* Task item
When the line containing "For the dataset, tag each instance of the lichen" is reached, include it and end there; set down verbatim every line before it, starting at the top of the records.
─── Given records
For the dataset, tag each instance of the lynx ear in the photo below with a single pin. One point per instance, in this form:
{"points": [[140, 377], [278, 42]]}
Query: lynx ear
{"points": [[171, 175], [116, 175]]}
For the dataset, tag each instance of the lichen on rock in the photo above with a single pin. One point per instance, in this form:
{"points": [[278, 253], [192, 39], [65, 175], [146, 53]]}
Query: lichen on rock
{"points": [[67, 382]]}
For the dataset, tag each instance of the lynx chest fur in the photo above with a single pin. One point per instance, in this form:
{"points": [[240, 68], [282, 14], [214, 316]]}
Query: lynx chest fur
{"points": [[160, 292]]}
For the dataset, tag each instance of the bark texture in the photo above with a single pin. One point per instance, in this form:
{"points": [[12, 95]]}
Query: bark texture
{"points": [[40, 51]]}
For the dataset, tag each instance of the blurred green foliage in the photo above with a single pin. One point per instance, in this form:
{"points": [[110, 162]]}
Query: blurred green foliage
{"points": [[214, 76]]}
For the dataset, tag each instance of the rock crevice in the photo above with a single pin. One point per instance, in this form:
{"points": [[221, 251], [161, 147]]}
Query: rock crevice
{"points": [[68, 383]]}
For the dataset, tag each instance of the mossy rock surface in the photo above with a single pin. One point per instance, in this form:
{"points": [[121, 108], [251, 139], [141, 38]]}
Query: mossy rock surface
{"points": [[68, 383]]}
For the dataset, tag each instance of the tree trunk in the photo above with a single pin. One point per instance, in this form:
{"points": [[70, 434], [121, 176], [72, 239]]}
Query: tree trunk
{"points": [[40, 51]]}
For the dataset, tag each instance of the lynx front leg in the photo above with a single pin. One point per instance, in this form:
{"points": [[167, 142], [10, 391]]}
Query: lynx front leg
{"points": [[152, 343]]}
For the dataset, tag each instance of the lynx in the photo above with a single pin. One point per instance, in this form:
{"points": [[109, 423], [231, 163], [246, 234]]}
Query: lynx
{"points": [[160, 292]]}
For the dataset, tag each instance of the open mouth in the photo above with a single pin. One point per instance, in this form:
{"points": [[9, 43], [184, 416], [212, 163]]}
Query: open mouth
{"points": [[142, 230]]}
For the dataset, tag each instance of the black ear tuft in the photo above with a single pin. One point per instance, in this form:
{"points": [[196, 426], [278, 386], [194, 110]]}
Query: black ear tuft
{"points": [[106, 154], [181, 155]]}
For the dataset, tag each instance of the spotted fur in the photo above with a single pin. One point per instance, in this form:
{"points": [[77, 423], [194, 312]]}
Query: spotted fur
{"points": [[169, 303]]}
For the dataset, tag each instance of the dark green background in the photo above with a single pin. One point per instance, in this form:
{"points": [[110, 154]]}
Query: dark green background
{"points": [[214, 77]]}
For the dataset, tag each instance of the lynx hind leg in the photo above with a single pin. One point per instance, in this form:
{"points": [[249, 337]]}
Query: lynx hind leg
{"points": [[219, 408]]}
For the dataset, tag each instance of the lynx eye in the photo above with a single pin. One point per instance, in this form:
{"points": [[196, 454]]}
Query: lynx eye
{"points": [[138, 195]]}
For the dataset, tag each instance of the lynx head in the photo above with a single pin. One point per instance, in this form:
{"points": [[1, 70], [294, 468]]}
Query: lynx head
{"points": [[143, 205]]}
──────
* Output for this task
For the dataset, tag each instance of the lynx ear in the photo below with a single pin. One point per instance, in this form:
{"points": [[140, 377], [278, 42]]}
Query: lynx ear
{"points": [[171, 175], [116, 175]]}
For the dataset, tag each instance of the lichen on rock in the photo above with a single pin. One point per instance, in this form:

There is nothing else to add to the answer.